--- EXTRACTED TEXT ---

Advanced analytics goes beyond this, and focuses on predictive and prescriptive analytics. Typical questions include
  • What will happen?
  • What should I do?


This is more complex, but also provides greater value. On a high level, this enables businesses to evolve in three ways
  • Reactive → Proactive
  • Historical Data → Predictions
  • People and Processes → Decision Automation

Overview

The Microsoft solution to advanced analytics and transformation of data into intelligent action is Cortana Intelligence Suite. The image below illustrates how this fits into the overall process. Raw data can originate from several sources, including databases, apps, sensors, devices and IoT systems. Various transformations, analytics and machine learning processing can then provide insights, which is presented or delivered to people, apps and automated systems. These intelligence components depicted in the middle will be covered later in this article.

Architecture

Cortana Intelligence Suite is basically a marketing term for a bundle of integrated services. These services are provided as part of Microsoft's strategy to democratize AI. This involves making advanced analytics and big data processing tools readily available for users. The overall architecture is illustrated below.

--- INPUT MATERIAL ---

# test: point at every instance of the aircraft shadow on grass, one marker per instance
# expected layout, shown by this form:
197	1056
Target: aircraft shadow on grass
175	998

---

--- EXERCISE TASK A ---
Change "aircraft shadow" to "plane shadow" wherever it occurs in the dataset rows above, and leave the rest of those rows untouched.
--- EXERCISE TASK B ---
Continue the passage on Cortana Intelligence Suite, starting right after its last sentence.

--- EXERCISE OUTPUT A ---
# test: point at every instance of the plane shadow on grass, one marker per instance
# expected layout, shown by this form:
197	1056
Target: plane shadow on grass
175	998

--- EXERCISE OUTPUT B ---
 Background story

Cortana is a fictional synthetic intelligence character in the Halo novel and video game series. Cortana is "smart AI" which can learn an adapt, and was the inspiration for the Windows Digital Assistant. Initially Cortana was a codename, but got such strong response that Microsoft kept the name. Cortana symbolizes the contextual intelligence they hope to achieve in the suite.

Components

The following sections will explain the key pillars and components of the technology suite. The components consist of IaaS, PaaS and SaaS offerings. Note that some may be in Preview, and/or not available in all regions. Verify this in the Azure Documentation.


Information Management

Orchestrate data movement on a fully managed, end-to-end platform. Use Azure Data Factory to build pipelines and collect and orchestrate data from the services you use for easier analysis. Plus, use Azure Data Catalog to effectively manage data sources and Azure Event Hubs to provide a staging area for incoming streaming data.

Data Factory

   The Data Factory is used to compose and orchestrate data services at scale.

Main purposes are to create, schedule, orchestrate and manage data pipelines, visualize data lineage, monitor health and automate cloud resource management. Both on-premises and cloud data sources can be utilized.

Most Data Factory elements are hand-written JSON scripts.

More details about Data Factory can be found here.

Data Catalog

   

The Data Catalog is an Enterprise-wide metadata catalog for data assets. It simplifies data source discovery via search.

Main purposes are to spend less time looking for data, and more time getting value from it, and bridge the gap between IT and the business, allowing everyone to contribute their insights.

Note that there is one Data Catalog per organization, and authentication only accepts an organizational account.

More details about Data Catalog can be found here.




Event Hubs

   The Event Hub is a cloud-scale telemetry ingestion service that collects, transforms and stores events. It is a publish-subscribe service that handles high volumes and high velocity data streams - with low latency.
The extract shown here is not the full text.